* _Quoted text_
2.6 Provision for BNG licence payments (note 11, 19)

 

As part of the Kazakh licencing regime, upon award of a production contract in respect of the BNG licence area, an obligation to make a payment to the licencing authority was triggered, settled over a 10 year period in equal quarterly instalments.  Judgment was required in assessing the appropriate accounting policy for the transaction including assessment of the terms of the arrangement. Such payments are considered to form a cost of the licence and are capitalised to proven oil and gas assets.  As at 31 December 2019, the Group is contesting the amount levied by the authorities with a legal process ongoing.  As such, a provision for the amounts due has been made based on the most recent amount formally assessed although the final outcome may differ to the amount recorded and the Board is seeking a significant reduction to the amount.  Estimation was also required in selecting an appropriate discount rate for the provision and a rate of 2.7% has been applied, based on US dollar Eurobonds yields in Kazakhstan with a comparable term. 

 

2.7 Uncertain tax positions (note 19)

 

As detailed in note 19, judgment has been applied in assessing the extent to which tax treatments adopted by the Group historically will be accepted or rejected by the relevant tax authority and the resulting measurement of uncertain tax positions in circumstances were it is probable that the treatment will be challenged.

* _Written request_
Rewrite the accounting notes above between "As detailed in" and "will be challenged.", inclusive, using "competent tax authority" in place of "relevant tax authority".

* _Records provided_
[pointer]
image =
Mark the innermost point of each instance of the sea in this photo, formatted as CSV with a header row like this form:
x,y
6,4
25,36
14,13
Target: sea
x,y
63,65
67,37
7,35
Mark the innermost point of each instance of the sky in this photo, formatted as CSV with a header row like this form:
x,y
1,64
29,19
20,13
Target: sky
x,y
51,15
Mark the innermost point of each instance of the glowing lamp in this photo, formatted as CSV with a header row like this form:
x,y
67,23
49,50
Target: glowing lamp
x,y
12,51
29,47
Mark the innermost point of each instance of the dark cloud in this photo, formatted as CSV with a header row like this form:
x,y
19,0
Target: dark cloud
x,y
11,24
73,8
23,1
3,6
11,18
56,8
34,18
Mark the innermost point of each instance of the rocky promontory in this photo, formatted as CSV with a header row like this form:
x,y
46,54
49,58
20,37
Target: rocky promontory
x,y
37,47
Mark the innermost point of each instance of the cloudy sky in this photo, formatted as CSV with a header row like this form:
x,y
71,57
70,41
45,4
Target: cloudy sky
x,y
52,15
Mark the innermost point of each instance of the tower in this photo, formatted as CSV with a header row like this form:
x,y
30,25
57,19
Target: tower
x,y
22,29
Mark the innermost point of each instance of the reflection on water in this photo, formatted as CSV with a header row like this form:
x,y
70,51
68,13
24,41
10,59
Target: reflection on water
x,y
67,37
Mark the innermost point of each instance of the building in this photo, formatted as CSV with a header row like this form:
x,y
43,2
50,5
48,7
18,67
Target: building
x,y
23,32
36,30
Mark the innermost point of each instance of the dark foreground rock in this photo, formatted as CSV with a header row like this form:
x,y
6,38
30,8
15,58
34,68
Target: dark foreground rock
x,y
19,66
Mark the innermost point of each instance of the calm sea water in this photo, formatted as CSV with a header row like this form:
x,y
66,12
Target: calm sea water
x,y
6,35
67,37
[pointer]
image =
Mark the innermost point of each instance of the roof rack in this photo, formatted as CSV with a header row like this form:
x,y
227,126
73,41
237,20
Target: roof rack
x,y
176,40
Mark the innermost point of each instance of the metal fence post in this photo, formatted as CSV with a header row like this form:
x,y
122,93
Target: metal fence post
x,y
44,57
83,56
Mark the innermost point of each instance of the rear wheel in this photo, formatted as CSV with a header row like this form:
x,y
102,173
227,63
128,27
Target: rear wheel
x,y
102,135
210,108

* _Output for this task_
As detailed in note 19, judgment has been applied in assessing the extent to which tax treatments adopted by the Group historically will be accepted or rejected by the competent tax authority and the resulting measurement of uncertain tax positions in circumstances were it is probable that the treatment will be challenged.